What you are asked to do = Pick out every line in the entries below that contains the word "desk" and copy each one. Match case exactly.

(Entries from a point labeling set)

================

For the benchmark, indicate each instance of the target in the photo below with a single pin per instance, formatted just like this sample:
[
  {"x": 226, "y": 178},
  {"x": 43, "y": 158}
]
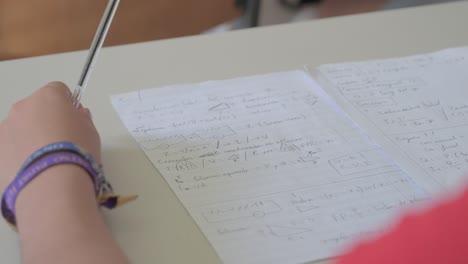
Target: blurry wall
[{"x": 38, "y": 27}]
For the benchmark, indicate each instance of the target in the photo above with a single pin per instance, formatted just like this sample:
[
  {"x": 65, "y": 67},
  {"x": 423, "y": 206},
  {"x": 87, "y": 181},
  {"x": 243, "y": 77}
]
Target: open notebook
[{"x": 278, "y": 168}]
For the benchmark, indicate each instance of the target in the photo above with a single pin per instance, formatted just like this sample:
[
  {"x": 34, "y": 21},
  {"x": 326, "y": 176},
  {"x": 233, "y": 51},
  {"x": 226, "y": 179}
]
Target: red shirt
[{"x": 438, "y": 235}]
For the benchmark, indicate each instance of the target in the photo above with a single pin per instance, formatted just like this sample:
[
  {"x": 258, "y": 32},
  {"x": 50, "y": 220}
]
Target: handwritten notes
[
  {"x": 268, "y": 166},
  {"x": 415, "y": 107}
]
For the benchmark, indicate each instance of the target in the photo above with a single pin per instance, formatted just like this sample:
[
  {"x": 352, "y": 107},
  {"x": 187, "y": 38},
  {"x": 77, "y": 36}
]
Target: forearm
[{"x": 59, "y": 221}]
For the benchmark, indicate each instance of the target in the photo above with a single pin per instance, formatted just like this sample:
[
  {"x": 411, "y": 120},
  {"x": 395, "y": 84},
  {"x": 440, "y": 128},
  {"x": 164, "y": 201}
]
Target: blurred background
[{"x": 39, "y": 27}]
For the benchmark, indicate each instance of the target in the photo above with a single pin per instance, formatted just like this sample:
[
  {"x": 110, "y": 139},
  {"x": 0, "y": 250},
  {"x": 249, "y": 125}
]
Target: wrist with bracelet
[{"x": 59, "y": 154}]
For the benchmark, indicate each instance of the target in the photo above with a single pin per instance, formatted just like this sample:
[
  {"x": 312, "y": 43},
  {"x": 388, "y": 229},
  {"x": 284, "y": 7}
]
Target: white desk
[{"x": 157, "y": 229}]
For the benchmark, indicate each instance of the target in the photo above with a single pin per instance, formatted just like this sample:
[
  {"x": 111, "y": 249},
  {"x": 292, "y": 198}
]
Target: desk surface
[{"x": 157, "y": 229}]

================

Exercise answer =
Target: white desk
Target: desk surface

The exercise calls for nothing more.